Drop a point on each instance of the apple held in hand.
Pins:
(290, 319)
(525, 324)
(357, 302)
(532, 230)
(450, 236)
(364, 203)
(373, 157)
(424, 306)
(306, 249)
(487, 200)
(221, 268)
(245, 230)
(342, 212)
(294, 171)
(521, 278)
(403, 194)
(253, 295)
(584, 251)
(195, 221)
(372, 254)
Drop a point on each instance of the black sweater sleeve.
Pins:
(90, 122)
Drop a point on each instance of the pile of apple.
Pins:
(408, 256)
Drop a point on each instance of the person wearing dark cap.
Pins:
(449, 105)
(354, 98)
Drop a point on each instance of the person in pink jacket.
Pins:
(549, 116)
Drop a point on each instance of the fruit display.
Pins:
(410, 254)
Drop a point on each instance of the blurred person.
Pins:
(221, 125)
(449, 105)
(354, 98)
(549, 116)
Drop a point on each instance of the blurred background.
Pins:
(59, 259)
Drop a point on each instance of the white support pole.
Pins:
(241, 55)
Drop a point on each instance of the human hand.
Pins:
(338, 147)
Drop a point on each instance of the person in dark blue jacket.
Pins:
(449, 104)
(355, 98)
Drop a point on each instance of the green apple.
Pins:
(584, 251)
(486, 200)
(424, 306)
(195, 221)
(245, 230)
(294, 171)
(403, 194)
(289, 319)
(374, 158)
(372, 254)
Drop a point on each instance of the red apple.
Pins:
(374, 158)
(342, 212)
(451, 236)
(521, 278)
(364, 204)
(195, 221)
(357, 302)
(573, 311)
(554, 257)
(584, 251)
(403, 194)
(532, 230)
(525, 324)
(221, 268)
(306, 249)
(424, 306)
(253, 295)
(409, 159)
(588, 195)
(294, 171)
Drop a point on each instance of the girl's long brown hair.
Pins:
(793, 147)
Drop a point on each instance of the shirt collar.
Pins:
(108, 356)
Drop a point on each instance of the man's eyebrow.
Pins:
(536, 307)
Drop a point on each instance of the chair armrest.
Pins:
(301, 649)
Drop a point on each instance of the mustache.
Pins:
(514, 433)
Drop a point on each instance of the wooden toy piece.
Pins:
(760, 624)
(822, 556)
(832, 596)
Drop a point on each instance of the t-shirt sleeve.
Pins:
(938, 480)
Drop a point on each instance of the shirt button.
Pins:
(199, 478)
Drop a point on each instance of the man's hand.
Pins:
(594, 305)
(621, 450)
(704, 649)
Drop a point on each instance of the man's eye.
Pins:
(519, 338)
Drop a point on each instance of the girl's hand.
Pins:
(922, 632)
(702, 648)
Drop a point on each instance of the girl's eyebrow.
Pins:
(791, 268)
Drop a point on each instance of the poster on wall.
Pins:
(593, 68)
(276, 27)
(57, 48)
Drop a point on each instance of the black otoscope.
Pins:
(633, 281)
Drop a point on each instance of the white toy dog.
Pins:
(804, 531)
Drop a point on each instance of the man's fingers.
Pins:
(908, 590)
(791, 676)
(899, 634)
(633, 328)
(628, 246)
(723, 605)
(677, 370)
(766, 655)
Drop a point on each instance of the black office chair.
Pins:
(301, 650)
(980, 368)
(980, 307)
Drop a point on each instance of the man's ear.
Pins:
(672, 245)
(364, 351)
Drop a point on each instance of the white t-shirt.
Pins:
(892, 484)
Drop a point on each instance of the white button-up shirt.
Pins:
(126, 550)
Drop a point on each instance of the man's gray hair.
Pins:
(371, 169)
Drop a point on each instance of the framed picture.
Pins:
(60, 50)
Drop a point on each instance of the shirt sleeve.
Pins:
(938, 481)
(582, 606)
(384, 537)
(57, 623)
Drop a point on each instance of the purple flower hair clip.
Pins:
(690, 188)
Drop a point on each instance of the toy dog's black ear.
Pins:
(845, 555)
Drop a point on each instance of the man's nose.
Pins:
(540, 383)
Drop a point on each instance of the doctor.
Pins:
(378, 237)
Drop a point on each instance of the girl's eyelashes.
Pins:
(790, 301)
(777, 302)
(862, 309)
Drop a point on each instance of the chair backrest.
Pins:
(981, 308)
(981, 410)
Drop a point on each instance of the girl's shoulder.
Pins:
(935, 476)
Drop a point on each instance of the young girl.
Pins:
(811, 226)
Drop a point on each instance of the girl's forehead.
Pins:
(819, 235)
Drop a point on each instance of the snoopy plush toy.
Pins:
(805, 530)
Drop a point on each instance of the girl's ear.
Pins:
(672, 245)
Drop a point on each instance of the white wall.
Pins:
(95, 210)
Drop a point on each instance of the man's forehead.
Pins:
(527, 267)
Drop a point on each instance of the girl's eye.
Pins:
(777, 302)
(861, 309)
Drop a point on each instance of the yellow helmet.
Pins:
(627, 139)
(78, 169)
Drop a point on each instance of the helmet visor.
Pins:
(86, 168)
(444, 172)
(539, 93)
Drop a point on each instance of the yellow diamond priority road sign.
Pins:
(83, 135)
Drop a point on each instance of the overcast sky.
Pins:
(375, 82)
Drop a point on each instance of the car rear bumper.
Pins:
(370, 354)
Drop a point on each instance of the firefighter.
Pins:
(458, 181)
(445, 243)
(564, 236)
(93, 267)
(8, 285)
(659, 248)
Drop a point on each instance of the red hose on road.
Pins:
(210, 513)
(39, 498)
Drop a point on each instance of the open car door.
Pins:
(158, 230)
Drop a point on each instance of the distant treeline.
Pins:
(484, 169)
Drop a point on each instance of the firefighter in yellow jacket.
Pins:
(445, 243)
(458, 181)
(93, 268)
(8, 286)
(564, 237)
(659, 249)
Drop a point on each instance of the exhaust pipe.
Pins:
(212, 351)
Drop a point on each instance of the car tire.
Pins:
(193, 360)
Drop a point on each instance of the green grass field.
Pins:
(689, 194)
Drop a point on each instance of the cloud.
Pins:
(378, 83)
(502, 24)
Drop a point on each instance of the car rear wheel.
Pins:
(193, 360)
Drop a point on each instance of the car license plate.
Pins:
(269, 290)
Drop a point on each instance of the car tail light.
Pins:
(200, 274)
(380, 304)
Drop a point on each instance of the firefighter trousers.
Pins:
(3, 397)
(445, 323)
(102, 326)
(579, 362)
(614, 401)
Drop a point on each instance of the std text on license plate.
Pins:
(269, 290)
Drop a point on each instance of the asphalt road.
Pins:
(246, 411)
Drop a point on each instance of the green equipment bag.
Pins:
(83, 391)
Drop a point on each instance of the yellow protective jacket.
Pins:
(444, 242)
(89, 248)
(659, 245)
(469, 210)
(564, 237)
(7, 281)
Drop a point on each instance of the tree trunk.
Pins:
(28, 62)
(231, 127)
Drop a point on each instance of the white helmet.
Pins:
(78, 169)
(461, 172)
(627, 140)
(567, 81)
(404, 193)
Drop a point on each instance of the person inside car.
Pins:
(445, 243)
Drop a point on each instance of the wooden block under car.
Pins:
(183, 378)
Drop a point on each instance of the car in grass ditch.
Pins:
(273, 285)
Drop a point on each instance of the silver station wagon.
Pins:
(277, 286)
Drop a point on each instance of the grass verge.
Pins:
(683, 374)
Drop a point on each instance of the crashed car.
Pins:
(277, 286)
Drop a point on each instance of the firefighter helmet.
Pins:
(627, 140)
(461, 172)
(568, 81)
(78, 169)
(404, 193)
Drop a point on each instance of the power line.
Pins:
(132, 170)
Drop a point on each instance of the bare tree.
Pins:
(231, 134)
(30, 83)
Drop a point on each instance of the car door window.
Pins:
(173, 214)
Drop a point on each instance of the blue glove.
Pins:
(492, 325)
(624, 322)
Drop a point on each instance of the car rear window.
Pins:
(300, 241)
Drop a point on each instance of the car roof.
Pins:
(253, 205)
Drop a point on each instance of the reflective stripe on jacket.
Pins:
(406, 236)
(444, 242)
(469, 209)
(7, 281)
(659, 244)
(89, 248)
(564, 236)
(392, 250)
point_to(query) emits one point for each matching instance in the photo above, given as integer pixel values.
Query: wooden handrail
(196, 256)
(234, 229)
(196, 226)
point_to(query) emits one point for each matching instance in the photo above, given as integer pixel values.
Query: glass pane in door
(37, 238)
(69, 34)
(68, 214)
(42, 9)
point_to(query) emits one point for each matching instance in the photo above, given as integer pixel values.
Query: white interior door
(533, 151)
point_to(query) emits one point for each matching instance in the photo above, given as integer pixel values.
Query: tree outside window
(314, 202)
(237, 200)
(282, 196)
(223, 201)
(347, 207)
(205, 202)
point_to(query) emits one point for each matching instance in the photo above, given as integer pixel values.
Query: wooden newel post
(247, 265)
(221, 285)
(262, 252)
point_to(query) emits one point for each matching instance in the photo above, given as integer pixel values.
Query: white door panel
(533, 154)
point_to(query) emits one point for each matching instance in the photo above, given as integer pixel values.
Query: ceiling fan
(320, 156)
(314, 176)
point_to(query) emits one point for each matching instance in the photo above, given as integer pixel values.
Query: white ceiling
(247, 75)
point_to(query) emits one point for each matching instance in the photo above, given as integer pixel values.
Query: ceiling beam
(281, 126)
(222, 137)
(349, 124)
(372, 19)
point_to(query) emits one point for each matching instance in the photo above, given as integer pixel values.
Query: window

TASK DIRECTIONS –
Scan the material above for lines that contain the string "grass", and copy each such line.

YOUR SOLUTION –
Drop a point on each instance of the green grass field.
Drop a point on each instance of the car in grass ditch.
Drop a point on each instance of the grass verge.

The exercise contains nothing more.